Directions =
1. Rewrite the passage about St. Joseph's Oratory from "Crutches On the" to "whole, healed, restored.", replacing "pilgrims" with "worshippers".
2. In one to three sentences, explain why the passage about St. Joseph's Oratory says crutches and canes hang on racks within its walls.

Reading text =
Crutches On the Church Wall

­­­­­­­­­­­­­­­On a hill in Montreal beckons the grand edifice, its cross-peaked dome the crowning point of the city. Looming, hovering, intimidating, inspiring, St. Joseph’s Oratory stands watch as pilgrims prayerfully climb its stream of wooden steps on their knees, inching higher and higher to place they hope to find healing. Within its walls one finds the remnants left by those who have come before—racks built into the walls covered with the long wooden crutches of men and the short ones of children, and well worn canes once gripped by desperate hands. They are the marks of the sick, the disabled, the weak, the injured, those whose bodies bore the blight of our human frailty. They are the marks of ones who came to a holy place broken and left whole, healed, restored.

Supplied entries =
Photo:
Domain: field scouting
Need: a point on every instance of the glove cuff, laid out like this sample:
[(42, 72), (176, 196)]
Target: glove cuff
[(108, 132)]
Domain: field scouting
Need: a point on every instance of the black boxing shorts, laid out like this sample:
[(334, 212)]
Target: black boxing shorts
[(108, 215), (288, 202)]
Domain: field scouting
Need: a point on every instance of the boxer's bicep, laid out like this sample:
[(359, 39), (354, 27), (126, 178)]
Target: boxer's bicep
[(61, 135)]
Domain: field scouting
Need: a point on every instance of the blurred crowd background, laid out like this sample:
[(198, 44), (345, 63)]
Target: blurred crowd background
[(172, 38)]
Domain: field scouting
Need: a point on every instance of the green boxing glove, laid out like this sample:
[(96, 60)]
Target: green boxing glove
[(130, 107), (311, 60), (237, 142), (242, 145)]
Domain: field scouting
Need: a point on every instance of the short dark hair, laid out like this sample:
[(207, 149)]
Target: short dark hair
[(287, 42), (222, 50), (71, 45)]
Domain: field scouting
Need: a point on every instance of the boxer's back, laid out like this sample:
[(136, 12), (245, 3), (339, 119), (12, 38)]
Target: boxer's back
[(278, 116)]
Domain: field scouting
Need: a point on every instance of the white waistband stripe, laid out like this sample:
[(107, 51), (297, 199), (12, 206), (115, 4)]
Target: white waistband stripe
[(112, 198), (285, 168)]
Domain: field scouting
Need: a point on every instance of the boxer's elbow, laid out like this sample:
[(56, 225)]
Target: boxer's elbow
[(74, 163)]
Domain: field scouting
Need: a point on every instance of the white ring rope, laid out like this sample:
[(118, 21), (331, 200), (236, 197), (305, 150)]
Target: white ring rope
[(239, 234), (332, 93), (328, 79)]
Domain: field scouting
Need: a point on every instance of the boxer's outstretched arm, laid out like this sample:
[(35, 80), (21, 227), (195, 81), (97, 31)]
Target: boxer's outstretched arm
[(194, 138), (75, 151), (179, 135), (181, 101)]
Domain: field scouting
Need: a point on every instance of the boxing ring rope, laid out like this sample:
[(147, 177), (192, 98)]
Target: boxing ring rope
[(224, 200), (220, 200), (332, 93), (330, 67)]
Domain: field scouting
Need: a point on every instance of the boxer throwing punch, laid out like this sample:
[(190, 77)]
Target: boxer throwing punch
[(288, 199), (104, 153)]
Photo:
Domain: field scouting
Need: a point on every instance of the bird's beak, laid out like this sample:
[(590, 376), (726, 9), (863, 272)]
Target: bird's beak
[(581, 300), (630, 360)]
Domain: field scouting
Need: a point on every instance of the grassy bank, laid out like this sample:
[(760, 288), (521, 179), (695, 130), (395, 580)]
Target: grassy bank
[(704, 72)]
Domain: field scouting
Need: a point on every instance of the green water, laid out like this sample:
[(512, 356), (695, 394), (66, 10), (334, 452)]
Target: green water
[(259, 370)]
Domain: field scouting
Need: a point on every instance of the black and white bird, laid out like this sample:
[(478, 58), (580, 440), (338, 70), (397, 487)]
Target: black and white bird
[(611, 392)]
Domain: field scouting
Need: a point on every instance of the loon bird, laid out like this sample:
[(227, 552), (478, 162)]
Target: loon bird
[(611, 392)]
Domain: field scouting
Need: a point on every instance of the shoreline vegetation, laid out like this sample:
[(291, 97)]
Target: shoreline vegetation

Answers to the exercise =
1.
Crutches On the Church Wall

­­­­­­­­­­­­­­­On a hill in Montreal beckons the grand edifice, its cross-peaked dome the crowning point of the city. Looming, hovering, intimidating, inspiring, St. Joseph’s Oratory stands watch as worshippers prayerfully climb its stream of wooden steps on their knees, inching higher and higher to place they hope to find healing. Within its walls one finds the remnants left by those who have come before—racks built into the walls covered with the long wooden crutches of men and the short ones of children, and well worn canes once gripped by desperate hands. They are the marks of the sick, the disabled, the weak, the injured, those whose bodies bore the blight of our human frailty. They are the marks of ones who came to a holy place broken and left whole, healed, restored.

2. They are remnants left by those who came before: the sick, the disabled, the weak and the injured. The passage says these people came to the holy place broken and left whole, healed and restored.